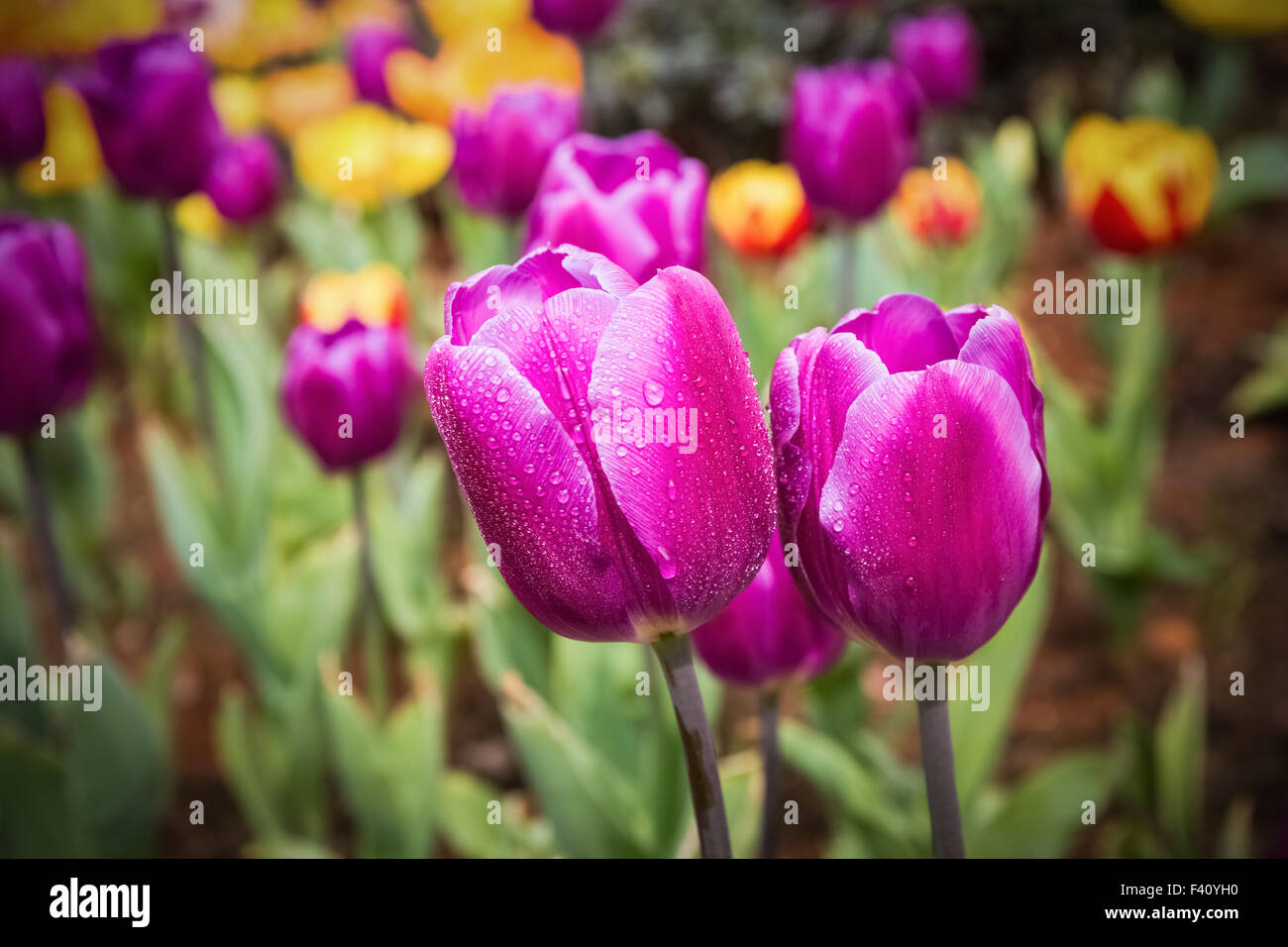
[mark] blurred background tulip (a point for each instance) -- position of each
(912, 474)
(150, 102)
(22, 114)
(939, 210)
(502, 150)
(574, 17)
(759, 208)
(940, 51)
(245, 178)
(47, 337)
(636, 200)
(851, 134)
(604, 532)
(1140, 184)
(346, 388)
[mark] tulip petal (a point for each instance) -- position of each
(699, 504)
(940, 535)
(537, 505)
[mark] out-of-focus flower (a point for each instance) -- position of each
(939, 211)
(69, 141)
(555, 389)
(467, 72)
(769, 634)
(150, 102)
(346, 381)
(47, 335)
(912, 472)
(196, 214)
(73, 26)
(941, 52)
(237, 97)
(366, 50)
(636, 200)
(853, 134)
(574, 17)
(1237, 17)
(245, 178)
(1016, 149)
(374, 294)
(294, 98)
(1138, 184)
(758, 208)
(22, 115)
(365, 155)
(501, 150)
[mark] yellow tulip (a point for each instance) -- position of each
(365, 155)
(69, 141)
(1138, 184)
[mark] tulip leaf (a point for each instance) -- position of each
(980, 735)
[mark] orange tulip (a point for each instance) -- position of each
(1138, 184)
(758, 208)
(943, 210)
(374, 295)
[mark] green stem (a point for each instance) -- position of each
(369, 611)
(936, 759)
(699, 750)
(771, 815)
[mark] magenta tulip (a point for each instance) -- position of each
(851, 136)
(941, 53)
(502, 149)
(769, 634)
(912, 472)
(636, 200)
(608, 438)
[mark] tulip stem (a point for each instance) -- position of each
(369, 612)
(64, 605)
(699, 750)
(769, 817)
(936, 759)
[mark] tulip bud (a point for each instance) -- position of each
(608, 438)
(501, 150)
(636, 200)
(941, 53)
(47, 338)
(853, 134)
(150, 101)
(912, 472)
(769, 634)
(22, 114)
(1138, 184)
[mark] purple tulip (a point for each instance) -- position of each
(22, 112)
(150, 101)
(501, 150)
(769, 634)
(245, 178)
(608, 438)
(574, 17)
(636, 200)
(47, 338)
(853, 134)
(366, 50)
(346, 392)
(912, 472)
(941, 53)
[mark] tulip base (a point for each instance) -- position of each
(699, 753)
(936, 759)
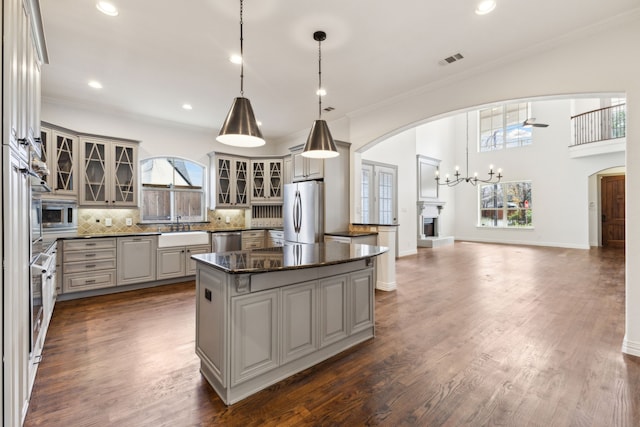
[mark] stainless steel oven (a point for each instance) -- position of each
(59, 215)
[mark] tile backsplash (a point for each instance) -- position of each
(94, 221)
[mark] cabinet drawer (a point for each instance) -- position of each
(83, 281)
(90, 265)
(89, 255)
(84, 244)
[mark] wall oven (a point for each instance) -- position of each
(59, 215)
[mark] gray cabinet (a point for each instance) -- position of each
(266, 181)
(176, 261)
(254, 338)
(232, 186)
(108, 173)
(253, 239)
(332, 302)
(60, 153)
(299, 324)
(361, 301)
(136, 259)
(88, 264)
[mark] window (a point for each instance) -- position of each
(172, 188)
(378, 193)
(506, 205)
(502, 127)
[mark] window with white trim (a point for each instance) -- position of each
(172, 187)
(506, 205)
(502, 127)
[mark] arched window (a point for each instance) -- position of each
(172, 188)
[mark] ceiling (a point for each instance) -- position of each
(157, 55)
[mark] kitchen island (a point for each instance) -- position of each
(264, 315)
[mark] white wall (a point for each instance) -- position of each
(400, 151)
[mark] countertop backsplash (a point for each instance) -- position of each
(94, 221)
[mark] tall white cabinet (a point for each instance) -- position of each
(23, 52)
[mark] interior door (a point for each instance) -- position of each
(613, 208)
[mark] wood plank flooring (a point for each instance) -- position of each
(475, 335)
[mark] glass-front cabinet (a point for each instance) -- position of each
(267, 181)
(60, 153)
(232, 182)
(108, 172)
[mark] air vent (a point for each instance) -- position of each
(451, 59)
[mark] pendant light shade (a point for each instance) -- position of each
(320, 144)
(240, 128)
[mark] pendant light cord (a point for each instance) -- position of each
(241, 55)
(319, 79)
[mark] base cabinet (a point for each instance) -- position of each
(176, 261)
(247, 341)
(136, 259)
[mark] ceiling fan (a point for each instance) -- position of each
(532, 122)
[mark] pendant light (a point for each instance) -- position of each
(240, 128)
(320, 143)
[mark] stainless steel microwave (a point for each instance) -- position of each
(59, 215)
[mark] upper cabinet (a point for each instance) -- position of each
(60, 152)
(232, 181)
(108, 173)
(267, 181)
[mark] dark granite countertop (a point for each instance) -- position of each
(352, 233)
(288, 257)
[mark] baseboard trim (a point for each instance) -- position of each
(630, 347)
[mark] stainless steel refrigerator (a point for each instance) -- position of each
(304, 212)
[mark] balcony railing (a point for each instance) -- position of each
(599, 125)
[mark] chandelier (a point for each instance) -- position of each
(494, 177)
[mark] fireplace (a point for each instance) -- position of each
(429, 226)
(429, 234)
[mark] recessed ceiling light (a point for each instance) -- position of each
(95, 84)
(485, 6)
(107, 8)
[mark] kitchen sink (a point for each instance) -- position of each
(183, 238)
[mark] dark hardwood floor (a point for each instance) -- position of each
(476, 334)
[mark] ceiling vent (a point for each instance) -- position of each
(451, 59)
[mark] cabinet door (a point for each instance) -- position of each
(65, 149)
(94, 189)
(276, 180)
(259, 181)
(136, 259)
(254, 335)
(361, 301)
(332, 294)
(123, 174)
(170, 263)
(211, 324)
(241, 184)
(299, 328)
(194, 250)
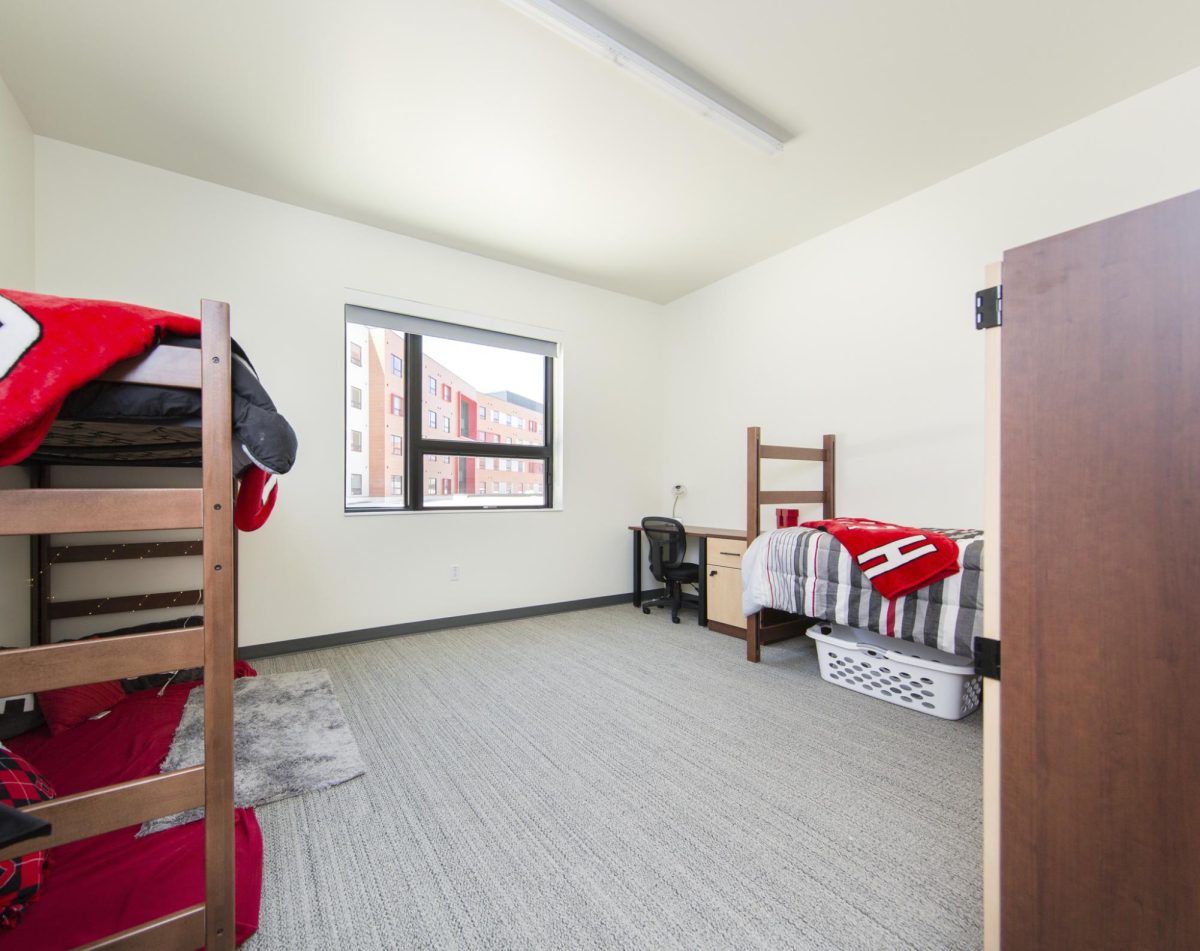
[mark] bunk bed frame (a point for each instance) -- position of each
(41, 512)
(771, 623)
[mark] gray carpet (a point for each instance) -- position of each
(609, 781)
(289, 737)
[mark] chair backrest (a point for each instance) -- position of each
(667, 543)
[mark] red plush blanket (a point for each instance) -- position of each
(895, 558)
(51, 346)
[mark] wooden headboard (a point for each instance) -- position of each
(759, 624)
(756, 498)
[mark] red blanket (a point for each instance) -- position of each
(51, 346)
(895, 558)
(113, 881)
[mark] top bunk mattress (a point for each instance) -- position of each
(808, 572)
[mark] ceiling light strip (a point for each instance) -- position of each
(589, 28)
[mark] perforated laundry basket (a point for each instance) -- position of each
(906, 674)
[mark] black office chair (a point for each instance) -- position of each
(669, 542)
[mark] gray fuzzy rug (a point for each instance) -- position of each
(291, 737)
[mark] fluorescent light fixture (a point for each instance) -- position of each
(589, 28)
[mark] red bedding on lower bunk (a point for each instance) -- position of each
(113, 881)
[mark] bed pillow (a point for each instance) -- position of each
(21, 879)
(67, 706)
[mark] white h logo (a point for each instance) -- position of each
(893, 556)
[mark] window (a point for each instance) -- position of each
(438, 456)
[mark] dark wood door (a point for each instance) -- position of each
(1101, 586)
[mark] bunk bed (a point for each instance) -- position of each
(107, 769)
(793, 578)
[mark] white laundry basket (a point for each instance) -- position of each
(906, 674)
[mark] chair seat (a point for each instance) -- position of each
(685, 572)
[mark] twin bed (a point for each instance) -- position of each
(798, 576)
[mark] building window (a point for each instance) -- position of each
(450, 371)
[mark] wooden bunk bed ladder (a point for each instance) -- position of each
(40, 512)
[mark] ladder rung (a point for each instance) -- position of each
(126, 603)
(180, 931)
(53, 510)
(54, 665)
(99, 811)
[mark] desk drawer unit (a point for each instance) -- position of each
(724, 579)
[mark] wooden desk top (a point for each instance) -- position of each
(697, 531)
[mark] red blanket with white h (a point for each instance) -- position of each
(51, 346)
(895, 558)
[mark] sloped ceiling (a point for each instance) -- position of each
(466, 123)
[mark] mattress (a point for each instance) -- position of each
(808, 572)
(113, 881)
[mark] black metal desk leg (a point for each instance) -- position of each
(637, 568)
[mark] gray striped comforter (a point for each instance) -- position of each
(808, 572)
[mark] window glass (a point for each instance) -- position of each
(474, 394)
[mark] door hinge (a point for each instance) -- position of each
(987, 657)
(989, 307)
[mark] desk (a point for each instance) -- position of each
(702, 536)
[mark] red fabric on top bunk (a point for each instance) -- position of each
(113, 881)
(51, 346)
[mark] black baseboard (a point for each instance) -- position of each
(420, 627)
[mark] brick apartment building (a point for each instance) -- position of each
(451, 408)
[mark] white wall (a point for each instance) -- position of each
(16, 271)
(867, 332)
(112, 228)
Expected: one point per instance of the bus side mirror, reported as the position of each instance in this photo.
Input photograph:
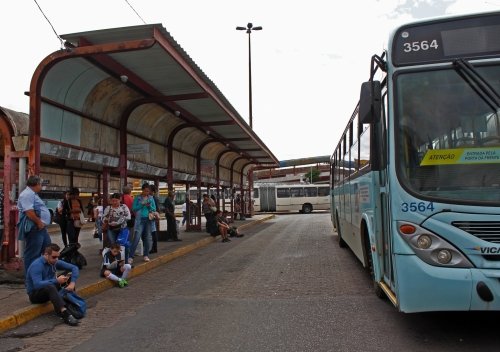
***
### What is required
Quote exactly the lines from the line that contains "[mark] black metal" through the last line of the listing, please, leaving out all pictures.

### Result for this task
[mark] black metal desk leg (a point for each instance) -- position of each
(637, 568)
[mark] gray striped comforter (a point for each instance) -- position of each
(808, 572)
[mark] window glass (a point for each instance) -- position of each
(474, 394)
[mark] door hinge (a point for each instance) -- position of each
(987, 657)
(989, 307)
[mark] desk (a point for each instance) -- position of each
(702, 536)
[mark] red fabric on top bunk (a point for each instance) -- position of each
(113, 881)
(51, 346)
[mark] black baseboard (a point for each instance) -- position of each
(420, 627)
[mark] brick apartment building (a point for each instance) -- position of each
(451, 408)
[mark] white wall (a point for each instance) -- position of each
(16, 271)
(867, 332)
(112, 228)
Expected: one point per instance of the bus side mirror, reported as the position of each instance in this photo.
Input photograph:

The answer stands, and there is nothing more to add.